However, around 34 per cent of marine wild fish stocks are overfished for countries and considered to have “low-intensity” – meaning less strict – fisheries management measures. The status of stocks in such countries is often poorly known but generally believed to be “below the abundance that would maximise sustainable food production”.

Many small-scale fisheries are unsustainable or only partially sustainable, especially in Africa, for both inland and marine fisheries, and in Asia, Latin America and Europe for coastal fisheries.

The report also noted that all usages of wild species feature examples of illegal practices, while unlawful trade in wild species represents the third-largest class of all illegal trade. Such trade is estimated to be worth up to US$199 billion annually, with timber and fish making up the largest volumes and value. 

The report’s authors acknowledged that solutions are not straightforward, and will involve different actions across all types of use of wild species. For example, more sustainable use in the fishing industry would come about by reducing IUU (illegal, unreported and unregulated) fishing, suppressing harmful financial subsidies and supporting small-scale fisheries. In the timber industry, technological innovations could reduce waste in manufacturing wood products.

Indigenous empowerment

The report stresses the importance of empowering indigenous peoples and local communities and respecting their rights, access to protected areas and customs when developing policies to promote sustainable use of species.

Practices in the use of wild species vary across indigenous and local cultures but share common values such as respect for nature, avoiding waste, managing harvests and ensuring the benefits from wild species are distributed fairly, the report states.

These values result in use that is sustainable. For example, deforestation is generally lower in indigenous territories, particularly where there is security of land tenure, continuity of knowledge and languages, and alternative livelihoods, according to report co-chair Dr Marla Emery.

•••••

▸ **WORK REQUIRED**
Copy out the part of the passage on sustainable use of wild species from "The report also" to "volumes and value.", word for word.

•••••

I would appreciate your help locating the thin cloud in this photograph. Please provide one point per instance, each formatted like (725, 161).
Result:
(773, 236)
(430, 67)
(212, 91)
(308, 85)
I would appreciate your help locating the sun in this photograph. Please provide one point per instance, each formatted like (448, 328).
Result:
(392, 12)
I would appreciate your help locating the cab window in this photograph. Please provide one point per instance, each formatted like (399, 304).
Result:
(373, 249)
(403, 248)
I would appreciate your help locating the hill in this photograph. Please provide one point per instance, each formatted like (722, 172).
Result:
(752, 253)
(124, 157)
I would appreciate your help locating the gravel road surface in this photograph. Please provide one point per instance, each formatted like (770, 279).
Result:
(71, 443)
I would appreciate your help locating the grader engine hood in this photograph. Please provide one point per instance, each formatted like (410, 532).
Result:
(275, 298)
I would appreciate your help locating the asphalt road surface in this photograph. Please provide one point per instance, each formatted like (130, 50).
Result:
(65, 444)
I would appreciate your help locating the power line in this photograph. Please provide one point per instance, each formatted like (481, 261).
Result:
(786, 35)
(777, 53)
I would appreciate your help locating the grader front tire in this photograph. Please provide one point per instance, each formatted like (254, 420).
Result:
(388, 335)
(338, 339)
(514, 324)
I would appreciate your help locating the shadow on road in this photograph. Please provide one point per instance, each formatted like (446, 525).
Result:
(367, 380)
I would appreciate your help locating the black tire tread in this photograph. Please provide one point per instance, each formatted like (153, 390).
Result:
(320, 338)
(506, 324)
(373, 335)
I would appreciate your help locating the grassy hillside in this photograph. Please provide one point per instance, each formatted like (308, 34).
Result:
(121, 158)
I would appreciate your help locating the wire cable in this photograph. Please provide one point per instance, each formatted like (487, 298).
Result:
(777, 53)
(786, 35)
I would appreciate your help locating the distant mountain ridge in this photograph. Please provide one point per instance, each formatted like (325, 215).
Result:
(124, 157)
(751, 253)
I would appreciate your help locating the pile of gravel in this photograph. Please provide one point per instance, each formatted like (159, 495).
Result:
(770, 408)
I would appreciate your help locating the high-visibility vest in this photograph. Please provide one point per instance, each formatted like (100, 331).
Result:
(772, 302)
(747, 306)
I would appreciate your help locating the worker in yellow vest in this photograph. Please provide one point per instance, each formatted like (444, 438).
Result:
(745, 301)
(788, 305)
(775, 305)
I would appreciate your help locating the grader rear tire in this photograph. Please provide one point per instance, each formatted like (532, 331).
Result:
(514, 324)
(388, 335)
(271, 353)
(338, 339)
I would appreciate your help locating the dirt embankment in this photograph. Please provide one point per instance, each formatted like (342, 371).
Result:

•••••

▸ **TASK SOLUTION**
The report also noted that all usages of wild species feature examples of illegal practices, while unlawful trade in wild species represents the third-largest class of all illegal trade. Such trade is estimated to be worth up to US$199 billion annually, with timber and fish making up the largest volumes and value.